Several EEB graduate students have been sharing their knowledge of urban pollination with the Detroit and Ann Arbor communities.
Over the past couple of months, their educational outreach has involved a bee catching event with grade school and middle school children in northwest Detroit’s Brightmoor neighborhood as well as presenting talks to gardeners in Ann Arbor and in downtown Detroit.
“We meet with an after-school program for children in the neighborhood who work with a local gardening and farming program,” said Glaum. They sampled their gardens for bees and briefly captured them in see-through plastic bags to see and describe those species. They brought pinned specimens to show and gave a short talk about bee diversity.
“It was getting to be colder fall weather and only male bees were active. Once the students learned males don't have stingers, they were instantly way more hands-on, running into the fields to try their hand at bee catching.”
During one weekend in December, the U-M students gave two talks for gardeners, community members and organization leaders they've worked with over the last two summers. The talks were at the Dana Building, Ann Arbor, and at the U-M Detroit Center.

Image location labeling listing:
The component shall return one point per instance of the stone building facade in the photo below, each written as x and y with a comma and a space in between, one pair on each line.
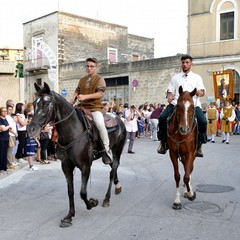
10, 81
214, 40
60, 41
151, 75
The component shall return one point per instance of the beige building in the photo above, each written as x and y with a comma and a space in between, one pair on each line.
214, 42
11, 78
60, 41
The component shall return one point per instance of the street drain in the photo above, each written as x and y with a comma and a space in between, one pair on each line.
212, 188
202, 207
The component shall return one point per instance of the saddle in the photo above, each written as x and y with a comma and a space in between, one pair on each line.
96, 147
109, 119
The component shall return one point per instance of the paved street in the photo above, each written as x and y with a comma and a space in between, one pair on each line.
33, 203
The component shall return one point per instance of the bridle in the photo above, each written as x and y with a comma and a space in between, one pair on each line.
50, 112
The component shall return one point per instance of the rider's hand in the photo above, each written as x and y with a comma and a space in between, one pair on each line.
72, 101
170, 97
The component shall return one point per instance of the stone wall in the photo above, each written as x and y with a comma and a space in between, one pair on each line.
10, 89
152, 75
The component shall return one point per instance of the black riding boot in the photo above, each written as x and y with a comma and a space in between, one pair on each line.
199, 152
162, 149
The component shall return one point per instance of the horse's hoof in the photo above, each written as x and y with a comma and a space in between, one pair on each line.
106, 203
65, 223
118, 190
192, 197
93, 202
177, 206
185, 195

Tasks to perform:
1/ Which lines of the listing contain the word "street"? Select each one and copy it out in full.
2/ Extend the passage on urban pollination outreach, picking up right after its last sentence.
The passage on urban pollination outreach and the listing come from separate sources.

Task-by-task outputs:
1/
The component shall return one point per instance of the street drain in the photo above, each written as x and y with a comma and a space in between, one pair on each line.
The component shall return one point per instance of the paved street in the photo above, each written as x and y with a comma and a space in between, one pair on each line.

2/
“We detailed some of the background of our research, the reason for its importance, and why we think urban agriculture is so important to wild bee communities,” Glaum described. They briefly outlined some of their preliminary research results and offered advice for developing pollinator-friendly gardens.
“I'm happy to be able to share our findings with the farmers and gardeners that made our study possible,” Glaum said. “These are active community members who care about the future of their communities and it's nice to contribute even in a small way.”
“I've been really gratified to see how easy it is to use pollinators as an ‘in’ to engage with the public on issues of ecological sustainability in urban areas,” said Fitch. “It's been great to see how observant and curious people are about what is happening in their garden and yard, and to be able to provide some insight into what the patterns they observe might mean. The informal interaction with participants after the formal presentation is certainly the big highlight for me.”
The graduate students work at gardens and farms across southeast Michigan. Some of the affiliated organizations whose members attended their talks included Ann Arbor’s Project Grow, reportedly the oldest continually running community garden group in the country, The Greening of Detroit, the Detroit Black Community Food Security Network, Midtown Detroit Inc. Community Gardens, Voices for Earth Justice (where EEB alumnus, Naim Edwards, M.S. 2014, works), and others.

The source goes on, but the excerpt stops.